Location annotation dataset excerpts:
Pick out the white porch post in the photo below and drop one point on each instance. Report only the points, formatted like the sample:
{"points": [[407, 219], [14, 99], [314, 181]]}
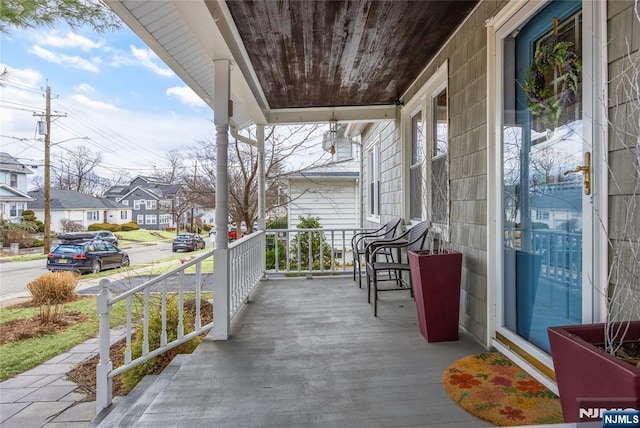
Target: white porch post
{"points": [[221, 286], [262, 190], [261, 177]]}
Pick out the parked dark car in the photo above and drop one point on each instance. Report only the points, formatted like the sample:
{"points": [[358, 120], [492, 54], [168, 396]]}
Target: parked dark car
{"points": [[86, 256], [188, 242], [105, 235]]}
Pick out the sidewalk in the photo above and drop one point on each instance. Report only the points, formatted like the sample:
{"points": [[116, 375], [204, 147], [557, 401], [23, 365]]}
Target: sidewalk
{"points": [[41, 397]]}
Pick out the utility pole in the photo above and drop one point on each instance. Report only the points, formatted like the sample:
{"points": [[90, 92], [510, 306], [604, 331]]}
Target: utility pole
{"points": [[47, 170]]}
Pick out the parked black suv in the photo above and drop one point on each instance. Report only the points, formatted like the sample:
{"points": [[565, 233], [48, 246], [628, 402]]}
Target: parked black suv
{"points": [[188, 241], [85, 255]]}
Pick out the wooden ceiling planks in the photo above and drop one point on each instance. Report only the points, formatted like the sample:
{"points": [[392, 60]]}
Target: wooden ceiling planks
{"points": [[342, 53]]}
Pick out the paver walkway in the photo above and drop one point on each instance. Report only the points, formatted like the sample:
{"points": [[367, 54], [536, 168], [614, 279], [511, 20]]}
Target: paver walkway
{"points": [[42, 397]]}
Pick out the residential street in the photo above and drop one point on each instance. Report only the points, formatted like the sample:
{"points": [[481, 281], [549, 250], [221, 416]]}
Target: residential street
{"points": [[14, 276]]}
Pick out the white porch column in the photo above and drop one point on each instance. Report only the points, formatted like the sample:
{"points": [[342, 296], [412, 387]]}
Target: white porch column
{"points": [[221, 286], [262, 191], [261, 177]]}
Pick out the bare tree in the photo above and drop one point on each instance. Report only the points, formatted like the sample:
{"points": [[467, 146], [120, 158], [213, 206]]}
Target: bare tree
{"points": [[175, 171], [282, 145], [38, 13], [75, 170]]}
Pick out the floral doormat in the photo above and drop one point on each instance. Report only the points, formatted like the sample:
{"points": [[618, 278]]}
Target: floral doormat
{"points": [[493, 388]]}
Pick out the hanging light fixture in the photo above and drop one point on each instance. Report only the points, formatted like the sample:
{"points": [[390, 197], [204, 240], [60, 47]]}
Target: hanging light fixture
{"points": [[333, 132]]}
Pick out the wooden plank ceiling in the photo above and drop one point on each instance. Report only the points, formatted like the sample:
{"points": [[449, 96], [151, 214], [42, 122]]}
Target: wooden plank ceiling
{"points": [[342, 53]]}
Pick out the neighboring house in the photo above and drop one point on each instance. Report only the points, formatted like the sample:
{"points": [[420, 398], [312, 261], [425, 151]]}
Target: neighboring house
{"points": [[79, 208], [13, 188], [329, 192], [154, 203]]}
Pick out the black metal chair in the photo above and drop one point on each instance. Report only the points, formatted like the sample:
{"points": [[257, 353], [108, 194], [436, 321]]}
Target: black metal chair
{"points": [[412, 240], [360, 240]]}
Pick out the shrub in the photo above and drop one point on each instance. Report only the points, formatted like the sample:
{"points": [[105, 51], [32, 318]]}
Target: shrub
{"points": [[21, 237], [131, 377], [67, 225], [271, 255], [129, 226], [52, 290]]}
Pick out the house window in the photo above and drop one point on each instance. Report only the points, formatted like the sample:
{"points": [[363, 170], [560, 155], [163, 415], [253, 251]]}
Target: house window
{"points": [[373, 180], [415, 167], [16, 210], [439, 164], [542, 215]]}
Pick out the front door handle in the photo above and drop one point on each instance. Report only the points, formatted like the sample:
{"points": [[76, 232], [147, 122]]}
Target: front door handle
{"points": [[586, 169]]}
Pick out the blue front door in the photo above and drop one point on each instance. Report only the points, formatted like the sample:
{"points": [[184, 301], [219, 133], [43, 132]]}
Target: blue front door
{"points": [[542, 200]]}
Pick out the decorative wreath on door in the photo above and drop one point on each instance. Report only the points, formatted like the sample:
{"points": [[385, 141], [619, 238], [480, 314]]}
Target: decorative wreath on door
{"points": [[550, 55]]}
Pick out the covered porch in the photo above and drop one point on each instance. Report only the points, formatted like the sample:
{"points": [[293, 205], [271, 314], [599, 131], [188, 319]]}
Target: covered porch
{"points": [[307, 352]]}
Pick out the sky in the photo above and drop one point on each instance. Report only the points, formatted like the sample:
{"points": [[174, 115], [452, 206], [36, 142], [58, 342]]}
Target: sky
{"points": [[109, 88]]}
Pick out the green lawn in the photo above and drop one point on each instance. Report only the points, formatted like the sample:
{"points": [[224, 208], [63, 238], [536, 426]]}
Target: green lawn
{"points": [[18, 357]]}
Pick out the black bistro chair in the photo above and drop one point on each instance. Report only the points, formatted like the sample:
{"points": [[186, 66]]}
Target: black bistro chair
{"points": [[412, 240], [360, 240]]}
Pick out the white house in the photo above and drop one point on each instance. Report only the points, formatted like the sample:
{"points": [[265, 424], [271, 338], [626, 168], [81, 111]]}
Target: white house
{"points": [[329, 192], [80, 208], [13, 188]]}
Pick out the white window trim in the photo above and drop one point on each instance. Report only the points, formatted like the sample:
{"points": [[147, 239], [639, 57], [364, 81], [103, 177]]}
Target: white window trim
{"points": [[422, 101], [373, 147], [498, 28]]}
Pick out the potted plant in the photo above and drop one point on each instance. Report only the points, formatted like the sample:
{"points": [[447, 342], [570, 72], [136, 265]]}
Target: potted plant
{"points": [[435, 276]]}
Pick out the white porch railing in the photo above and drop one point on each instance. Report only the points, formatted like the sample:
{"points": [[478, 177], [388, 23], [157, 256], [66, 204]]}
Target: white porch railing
{"points": [[246, 267], [330, 253]]}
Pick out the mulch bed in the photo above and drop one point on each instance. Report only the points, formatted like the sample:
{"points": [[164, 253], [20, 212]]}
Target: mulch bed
{"points": [[83, 374]]}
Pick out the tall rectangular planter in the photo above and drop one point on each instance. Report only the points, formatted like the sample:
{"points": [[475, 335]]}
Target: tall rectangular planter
{"points": [[436, 288], [590, 379]]}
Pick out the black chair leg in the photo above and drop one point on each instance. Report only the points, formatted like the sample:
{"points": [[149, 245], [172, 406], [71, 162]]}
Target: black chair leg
{"points": [[375, 294]]}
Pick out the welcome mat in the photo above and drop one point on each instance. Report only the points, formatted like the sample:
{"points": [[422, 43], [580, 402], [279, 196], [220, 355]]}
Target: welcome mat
{"points": [[493, 388]]}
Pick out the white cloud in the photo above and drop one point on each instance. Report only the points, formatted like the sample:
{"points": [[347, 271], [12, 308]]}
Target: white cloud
{"points": [[85, 88], [94, 104], [147, 58], [186, 96], [69, 40], [65, 60], [140, 57]]}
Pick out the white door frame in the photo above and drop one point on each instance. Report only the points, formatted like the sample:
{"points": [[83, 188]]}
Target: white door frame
{"points": [[509, 19]]}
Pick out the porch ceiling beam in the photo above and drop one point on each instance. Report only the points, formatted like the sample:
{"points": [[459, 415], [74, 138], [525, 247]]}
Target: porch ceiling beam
{"points": [[324, 114]]}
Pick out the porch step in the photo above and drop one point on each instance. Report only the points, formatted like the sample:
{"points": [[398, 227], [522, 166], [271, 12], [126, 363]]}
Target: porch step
{"points": [[127, 410]]}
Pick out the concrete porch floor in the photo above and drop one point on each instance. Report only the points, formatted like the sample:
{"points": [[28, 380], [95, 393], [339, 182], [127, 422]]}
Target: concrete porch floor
{"points": [[307, 353]]}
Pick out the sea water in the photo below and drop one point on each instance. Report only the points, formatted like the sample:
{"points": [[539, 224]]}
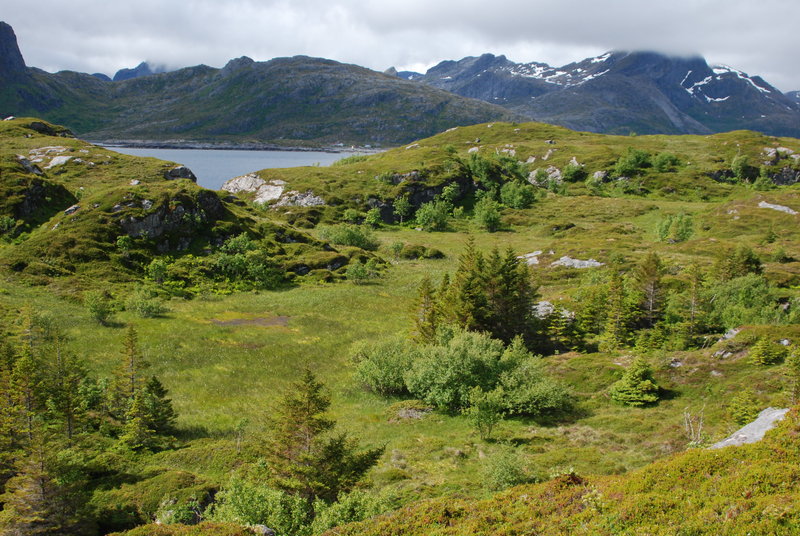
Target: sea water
{"points": [[213, 167]]}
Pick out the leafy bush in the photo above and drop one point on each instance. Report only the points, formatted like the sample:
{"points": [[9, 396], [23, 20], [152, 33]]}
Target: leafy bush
{"points": [[354, 506], [485, 410], [352, 159], [506, 468], [380, 365], [361, 272], [432, 216], [766, 352], [250, 503], [516, 194], [351, 235], [664, 162], [144, 303], [748, 299], [373, 217], [487, 214], [573, 173], [631, 163], [637, 386], [445, 374]]}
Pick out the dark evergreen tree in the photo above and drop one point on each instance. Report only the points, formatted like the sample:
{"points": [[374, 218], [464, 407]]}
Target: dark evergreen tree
{"points": [[304, 458], [128, 377], [648, 278], [427, 314], [158, 413]]}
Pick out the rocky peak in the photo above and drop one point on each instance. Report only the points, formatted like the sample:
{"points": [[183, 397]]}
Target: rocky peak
{"points": [[143, 69], [237, 65], [11, 61]]}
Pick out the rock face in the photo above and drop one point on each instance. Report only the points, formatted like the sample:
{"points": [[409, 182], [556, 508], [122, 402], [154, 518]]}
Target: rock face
{"points": [[11, 62], [174, 216], [180, 172], [779, 208], [251, 183], [576, 263], [620, 92], [766, 421], [143, 69]]}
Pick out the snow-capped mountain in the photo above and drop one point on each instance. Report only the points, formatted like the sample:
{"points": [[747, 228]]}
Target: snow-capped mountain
{"points": [[620, 92]]}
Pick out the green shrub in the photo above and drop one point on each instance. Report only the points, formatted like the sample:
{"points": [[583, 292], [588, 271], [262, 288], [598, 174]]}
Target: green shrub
{"points": [[516, 194], [445, 374], [352, 159], [485, 410], [361, 272], [354, 506], [766, 352], [380, 365], [664, 162], [573, 173], [373, 217], [144, 303], [432, 216], [351, 235], [487, 214], [352, 215], [506, 468], [637, 386], [250, 503], [631, 163]]}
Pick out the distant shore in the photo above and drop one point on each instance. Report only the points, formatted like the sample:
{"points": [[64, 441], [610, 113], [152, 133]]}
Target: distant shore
{"points": [[178, 144]]}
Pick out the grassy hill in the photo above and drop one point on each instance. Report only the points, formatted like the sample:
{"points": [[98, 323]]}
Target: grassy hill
{"points": [[227, 350]]}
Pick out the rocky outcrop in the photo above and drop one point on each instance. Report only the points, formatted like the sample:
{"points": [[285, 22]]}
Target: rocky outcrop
{"points": [[779, 208], [251, 183], [576, 263], [176, 216], [180, 172], [297, 199], [766, 421], [11, 62]]}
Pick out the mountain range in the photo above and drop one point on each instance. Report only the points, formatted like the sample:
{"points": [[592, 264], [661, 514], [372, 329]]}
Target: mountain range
{"points": [[313, 101], [623, 92], [285, 101]]}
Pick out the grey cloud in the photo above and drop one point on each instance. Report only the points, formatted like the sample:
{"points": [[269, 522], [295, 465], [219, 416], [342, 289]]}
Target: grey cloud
{"points": [[96, 35]]}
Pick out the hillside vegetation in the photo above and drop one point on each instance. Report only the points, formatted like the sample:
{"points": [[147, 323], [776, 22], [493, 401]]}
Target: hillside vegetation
{"points": [[460, 317]]}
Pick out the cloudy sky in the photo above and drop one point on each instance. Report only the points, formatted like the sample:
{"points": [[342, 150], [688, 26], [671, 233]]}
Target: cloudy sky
{"points": [[759, 37]]}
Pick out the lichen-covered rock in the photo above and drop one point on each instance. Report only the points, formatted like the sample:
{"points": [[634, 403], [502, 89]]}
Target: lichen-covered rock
{"points": [[750, 433], [297, 199], [576, 263], [251, 183], [180, 172]]}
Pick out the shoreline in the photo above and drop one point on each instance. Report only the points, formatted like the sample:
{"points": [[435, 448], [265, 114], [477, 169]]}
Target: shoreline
{"points": [[179, 145]]}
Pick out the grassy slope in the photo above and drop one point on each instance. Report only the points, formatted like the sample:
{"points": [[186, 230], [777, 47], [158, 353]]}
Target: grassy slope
{"points": [[220, 374]]}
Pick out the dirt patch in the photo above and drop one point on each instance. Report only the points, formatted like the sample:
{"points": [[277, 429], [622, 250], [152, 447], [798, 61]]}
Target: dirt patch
{"points": [[264, 322]]}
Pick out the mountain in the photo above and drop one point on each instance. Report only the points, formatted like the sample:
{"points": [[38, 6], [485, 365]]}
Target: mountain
{"points": [[143, 69], [621, 92], [286, 101]]}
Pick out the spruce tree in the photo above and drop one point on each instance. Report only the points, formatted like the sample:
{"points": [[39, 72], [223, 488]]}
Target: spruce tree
{"points": [[128, 376], [648, 277], [304, 458], [426, 319], [637, 386], [617, 327], [158, 411], [137, 433]]}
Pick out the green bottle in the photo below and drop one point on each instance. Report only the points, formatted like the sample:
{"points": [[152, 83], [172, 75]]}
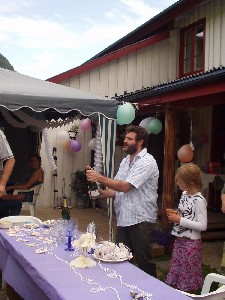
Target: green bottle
{"points": [[65, 210]]}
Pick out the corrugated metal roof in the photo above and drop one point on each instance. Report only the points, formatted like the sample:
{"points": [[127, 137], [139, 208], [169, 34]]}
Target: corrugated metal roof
{"points": [[189, 81]]}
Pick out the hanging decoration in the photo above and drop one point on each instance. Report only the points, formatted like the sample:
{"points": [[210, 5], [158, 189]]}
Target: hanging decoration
{"points": [[48, 149], [155, 126], [62, 136], [92, 144], [185, 153], [98, 159], [75, 146], [125, 114], [85, 124], [67, 146], [73, 132], [12, 121], [202, 139], [145, 123]]}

GOAL OF THE EXERCISE – Take the line containing "Pick out the dirt" through the last line of the material and retype exactly those lines, both ends included, with no pictures.

THE REPLY –
Pick out the dirt patch in the photo above and drop one point on each instance. Report only the points, formatted like the sample:
{"points": [[277, 429], [622, 250], [152, 447], [798, 61]]}
Target: dirt patch
{"points": [[264, 322]]}
Pick out the mountain in the photo above and drop one point on each instance. Report only the points, formatted like the sample:
{"points": [[38, 6], [485, 365]]}
Target: mountain
{"points": [[143, 69], [621, 92], [286, 101]]}
Pick out the spruce tree in the photo above and drop one point on each instance. Report only the points, formatted like the sample:
{"points": [[39, 72], [223, 488]]}
Target: spruce tree
{"points": [[128, 376], [648, 277], [304, 458], [426, 319], [637, 386], [617, 327], [158, 411], [137, 433]]}
Pick out the green bottle in the photo below and drop one point on each instance. Report only the points, formatted like the sample:
{"points": [[152, 83], [172, 75]]}
Target: green bottle
{"points": [[65, 210]]}
Pick out the corrugated metal roof in the photo above and drop one point on each instance. Report only the points, formatted like the sample:
{"points": [[127, 137], [139, 208], [169, 34]]}
Target: corrugated metal roof
{"points": [[189, 81]]}
Pick out the hanging decoration in the photo above and drop one point on each instance. Report only the points, formatted like the sample:
{"points": [[210, 5], [158, 189]]}
Target: hanging decoration
{"points": [[48, 149], [155, 126], [62, 136], [92, 144], [185, 153], [98, 159], [75, 146], [125, 114], [85, 124], [67, 146], [73, 132], [12, 121], [202, 139], [145, 123]]}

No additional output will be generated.